TASK>
Write out every entry exactly as it appears.

+++ DATA SHOWN +++

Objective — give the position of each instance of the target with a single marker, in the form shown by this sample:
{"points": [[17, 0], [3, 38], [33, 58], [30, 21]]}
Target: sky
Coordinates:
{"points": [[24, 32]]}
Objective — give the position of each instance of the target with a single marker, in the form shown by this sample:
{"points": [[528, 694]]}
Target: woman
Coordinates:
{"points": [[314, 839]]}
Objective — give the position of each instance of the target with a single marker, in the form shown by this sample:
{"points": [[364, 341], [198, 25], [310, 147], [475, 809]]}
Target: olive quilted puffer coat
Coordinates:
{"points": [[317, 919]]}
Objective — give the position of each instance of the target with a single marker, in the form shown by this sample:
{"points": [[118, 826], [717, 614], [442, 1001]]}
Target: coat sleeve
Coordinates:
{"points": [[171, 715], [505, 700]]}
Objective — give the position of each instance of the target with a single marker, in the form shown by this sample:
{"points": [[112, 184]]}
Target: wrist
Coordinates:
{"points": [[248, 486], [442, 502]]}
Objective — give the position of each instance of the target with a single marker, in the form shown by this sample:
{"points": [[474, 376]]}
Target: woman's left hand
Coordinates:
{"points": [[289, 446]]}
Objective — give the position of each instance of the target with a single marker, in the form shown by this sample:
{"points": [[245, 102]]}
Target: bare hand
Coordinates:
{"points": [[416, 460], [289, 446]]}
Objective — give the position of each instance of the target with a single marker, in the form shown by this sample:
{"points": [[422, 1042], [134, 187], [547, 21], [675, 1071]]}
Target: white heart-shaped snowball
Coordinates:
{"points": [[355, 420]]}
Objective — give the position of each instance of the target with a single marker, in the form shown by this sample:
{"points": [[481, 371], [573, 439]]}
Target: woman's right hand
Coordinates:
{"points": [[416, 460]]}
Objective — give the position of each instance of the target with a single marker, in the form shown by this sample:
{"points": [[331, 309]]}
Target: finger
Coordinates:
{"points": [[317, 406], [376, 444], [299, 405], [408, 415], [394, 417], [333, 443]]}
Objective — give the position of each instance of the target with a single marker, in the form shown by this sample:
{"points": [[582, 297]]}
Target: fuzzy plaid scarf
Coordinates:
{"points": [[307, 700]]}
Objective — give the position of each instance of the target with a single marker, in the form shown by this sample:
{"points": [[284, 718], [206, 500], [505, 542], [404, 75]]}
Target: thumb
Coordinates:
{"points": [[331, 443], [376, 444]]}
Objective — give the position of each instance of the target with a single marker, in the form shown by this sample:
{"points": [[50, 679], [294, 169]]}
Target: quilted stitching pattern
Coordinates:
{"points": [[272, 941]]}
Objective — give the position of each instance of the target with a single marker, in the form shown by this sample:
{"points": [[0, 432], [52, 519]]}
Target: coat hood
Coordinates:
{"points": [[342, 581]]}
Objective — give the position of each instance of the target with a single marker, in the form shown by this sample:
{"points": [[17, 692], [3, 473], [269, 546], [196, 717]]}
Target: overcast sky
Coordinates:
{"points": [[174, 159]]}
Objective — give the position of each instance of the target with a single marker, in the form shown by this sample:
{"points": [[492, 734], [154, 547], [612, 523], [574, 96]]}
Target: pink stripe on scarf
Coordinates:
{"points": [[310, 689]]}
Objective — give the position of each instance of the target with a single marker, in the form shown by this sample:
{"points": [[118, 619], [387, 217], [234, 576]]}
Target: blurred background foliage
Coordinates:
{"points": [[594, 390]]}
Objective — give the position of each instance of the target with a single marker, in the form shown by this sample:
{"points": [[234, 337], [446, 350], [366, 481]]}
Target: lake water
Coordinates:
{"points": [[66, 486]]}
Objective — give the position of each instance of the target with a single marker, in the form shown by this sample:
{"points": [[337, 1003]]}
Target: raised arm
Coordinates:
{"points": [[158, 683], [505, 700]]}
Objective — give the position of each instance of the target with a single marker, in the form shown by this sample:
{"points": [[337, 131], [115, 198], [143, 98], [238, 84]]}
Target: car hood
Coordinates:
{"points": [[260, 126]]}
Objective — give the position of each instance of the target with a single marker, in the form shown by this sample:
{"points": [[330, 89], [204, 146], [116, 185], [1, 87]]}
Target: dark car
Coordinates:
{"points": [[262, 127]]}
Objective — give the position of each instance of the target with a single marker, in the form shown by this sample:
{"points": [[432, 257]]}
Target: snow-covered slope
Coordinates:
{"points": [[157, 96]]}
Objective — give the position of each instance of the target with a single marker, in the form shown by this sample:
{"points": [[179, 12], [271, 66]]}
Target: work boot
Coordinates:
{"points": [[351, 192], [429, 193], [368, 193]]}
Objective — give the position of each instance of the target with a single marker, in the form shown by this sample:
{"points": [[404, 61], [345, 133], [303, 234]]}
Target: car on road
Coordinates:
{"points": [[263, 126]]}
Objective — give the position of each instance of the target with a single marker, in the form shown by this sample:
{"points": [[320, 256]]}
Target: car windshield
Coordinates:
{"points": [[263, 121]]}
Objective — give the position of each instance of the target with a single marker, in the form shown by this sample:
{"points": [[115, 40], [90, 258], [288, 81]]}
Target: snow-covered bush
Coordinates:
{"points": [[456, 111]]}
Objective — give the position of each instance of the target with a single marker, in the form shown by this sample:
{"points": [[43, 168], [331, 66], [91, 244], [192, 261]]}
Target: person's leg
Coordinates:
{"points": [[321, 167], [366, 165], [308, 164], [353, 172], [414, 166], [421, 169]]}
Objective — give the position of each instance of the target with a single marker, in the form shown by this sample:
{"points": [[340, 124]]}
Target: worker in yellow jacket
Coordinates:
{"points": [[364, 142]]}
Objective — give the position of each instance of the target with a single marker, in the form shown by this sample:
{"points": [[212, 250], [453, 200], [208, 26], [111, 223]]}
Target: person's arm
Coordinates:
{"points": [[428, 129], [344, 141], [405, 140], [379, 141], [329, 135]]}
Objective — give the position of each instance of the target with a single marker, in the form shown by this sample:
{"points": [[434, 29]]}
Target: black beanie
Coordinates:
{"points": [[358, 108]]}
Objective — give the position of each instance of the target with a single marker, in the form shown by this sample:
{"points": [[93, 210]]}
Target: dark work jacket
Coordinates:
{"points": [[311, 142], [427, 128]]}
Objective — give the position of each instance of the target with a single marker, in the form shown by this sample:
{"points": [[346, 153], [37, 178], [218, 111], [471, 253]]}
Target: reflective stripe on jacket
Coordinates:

+++

COMPLETED TASK>
Objective — give the position of each instance of the target with a single marker, in the form shown by this sample:
{"points": [[17, 0], [3, 38], [33, 58], [30, 21]]}
Target: sky
Coordinates:
{"points": [[24, 32]]}
Objective — give the position of each instance of the target with a single marker, in the form shown by this sample:
{"points": [[528, 694]]}
Target: woman
Coordinates:
{"points": [[314, 839]]}
Objective — give the position of each instance of the target with a single marker, in the form shown by this sample:
{"points": [[364, 341], [198, 25], [310, 147], [475, 809]]}
Target: olive quilted puffer coat
Coordinates:
{"points": [[317, 919]]}
Objective — give the position of each instance of the target with a single marker, in the form shown by this sample:
{"points": [[118, 826], [717, 614], [442, 1001]]}
Target: coat sleeve
Coordinates:
{"points": [[171, 715], [505, 700]]}
Objective — give the position of each instance of the target with a single marker, in the form shown by this sample:
{"points": [[112, 184]]}
Target: wrist
Coordinates:
{"points": [[248, 486], [442, 502]]}
Objective — give the position of each instance of the target with a single marker, in the form shown by this sample:
{"points": [[474, 376]]}
Target: woman's left hand
Coordinates:
{"points": [[289, 446]]}
Objective — give the position of each instance of the target with a single marker, in the form shown by this sample:
{"points": [[245, 102]]}
Target: bare hand
Coordinates:
{"points": [[416, 460], [289, 446]]}
Objective — give the position of each instance of the target with a single marker, in the form shown by this sample:
{"points": [[422, 1042], [134, 187], [547, 21], [675, 1071]]}
Target: white heart-shaped snowball
Coordinates:
{"points": [[355, 420]]}
Objective — give the position of each instance of the target with a single marker, in the form shown by this sample:
{"points": [[481, 371], [573, 439]]}
Target: woman's right hand
Coordinates:
{"points": [[416, 460]]}
Objective — give the position of each instance of the target with a single marker, in the form shown by this sample:
{"points": [[331, 309]]}
Target: finger
Coordinates:
{"points": [[317, 406], [376, 444], [299, 405], [408, 415], [394, 417], [333, 443]]}
Objective — give the position of each instance of the target with a single marker, in the form shown by this sample:
{"points": [[582, 297]]}
Target: fuzzy plaid scarf
Coordinates:
{"points": [[307, 700]]}
Objective — give the position of each instance of the target with a single marker, in the form shown by this sample:
{"points": [[284, 718], [206, 500], [505, 542], [404, 75]]}
Target: thumb
Coordinates:
{"points": [[331, 443], [376, 444]]}
Objective — give the position of each instance of the target with a single marker, in the form shown by this sample:
{"points": [[50, 679], [294, 169]]}
Target: quilted stitching pattern
Coordinates:
{"points": [[272, 941]]}
Objective — give the position of each instance of the target with a single marker, in the form shown by this sample:
{"points": [[0, 432], [52, 519]]}
Target: coat hood
Coordinates:
{"points": [[342, 581]]}
Objective — give the position of each instance of the target with a single marker, in the form shown by this sample:
{"points": [[17, 692], [3, 473], [269, 546], [196, 717]]}
Target: overcast sky
Coordinates:
{"points": [[174, 159]]}
Objective — give the position of each instance of the target with a single marker, in the form shown by this sample:
{"points": [[492, 734], [154, 547], [612, 523], [574, 96]]}
Target: pink stripe on scarf
Coordinates:
{"points": [[310, 689]]}
Objective — give the position of each instance of the target with a single marker, in the form shown by this sample:
{"points": [[118, 619], [387, 217], [234, 576]]}
Target: blurred background foliage
Coordinates:
{"points": [[594, 390]]}
Objective — give the position of each instance of the target with a single marker, in the form shown by this sample:
{"points": [[234, 337], [446, 350], [366, 481]]}
Target: lake water
Coordinates:
{"points": [[66, 486]]}
Objective — give the position of each instance of the target with a single marker, in the form shown by this sample:
{"points": [[337, 1003]]}
Target: raised arm
Coordinates:
{"points": [[158, 683], [505, 700]]}
Objective — give the position of each instance of the target with a single marker, in the form shown by this sample:
{"points": [[337, 131], [115, 198], [143, 98], [238, 84]]}
Target: car hood
Coordinates:
{"points": [[260, 126]]}
Objective — give the position of each instance of the target with a single marker, in the form shown by this sample:
{"points": [[330, 89], [204, 146], [116, 185], [1, 87]]}
Target: dark car
Coordinates:
{"points": [[262, 127]]}
Objective — give the position of each instance of the target with a single marker, in the form shown by this sample:
{"points": [[432, 257]]}
Target: snow-covered slope
Coordinates:
{"points": [[157, 96]]}
Objective — give the position of each instance of the target with a single marker, in the form shown by this sample:
{"points": [[179, 12], [271, 66]]}
Target: work boot
Coordinates:
{"points": [[351, 192], [429, 193], [368, 193]]}
Objective — give the position of each instance of the target with a single marker, in the form shown by this sample:
{"points": [[404, 61], [345, 133], [303, 234]]}
Target: car on road
Coordinates:
{"points": [[263, 126]]}
Objective — give the position of each instance of the target with a single marker, in the form shown by this sample:
{"points": [[320, 256]]}
Target: car windshield
Coordinates:
{"points": [[263, 121]]}
Objective — give the position of each instance of the target with a single marker, in the form shown by this sample:
{"points": [[115, 40], [90, 258], [288, 81]]}
Target: snow-covered bush
Coordinates:
{"points": [[456, 111]]}
Objective — give the position of each instance of the target with a single marker, in the form shown by this sample:
{"points": [[43, 168], [331, 66], [91, 244], [192, 261]]}
Target: person's leg
Coordinates:
{"points": [[321, 167], [366, 165], [308, 164], [353, 172], [414, 166], [421, 169]]}
Objective — give the position of each instance of the target with a single marker, in the form shown by this sample:
{"points": [[340, 124]]}
Target: worker in yellow jacket
Coordinates:
{"points": [[364, 142]]}
Objective — give the position of each instance of the target with a single marker, in the form shown by this sample:
{"points": [[212, 250], [453, 200], [208, 26], [111, 223]]}
Target: person's arm
Coordinates:
{"points": [[428, 129], [344, 141], [405, 140], [379, 141], [329, 135]]}
Objective — give the position of each instance of the target with a single marker, in the form shown by this sample:
{"points": [[434, 29]]}
Target: black beanie
Coordinates:
{"points": [[358, 108]]}
Objective — give the position of each instance of the target with a single marker, in the form shown by this sample:
{"points": [[93, 210]]}
Target: dark work jacket
Coordinates:
{"points": [[311, 142], [427, 128]]}
Objective — give the position of each instance of the target with a single marker, in the form shown by this sample:
{"points": [[346, 153], [37, 178], [218, 111], [471, 253]]}
Target: reflective stripe on jacket
Coordinates:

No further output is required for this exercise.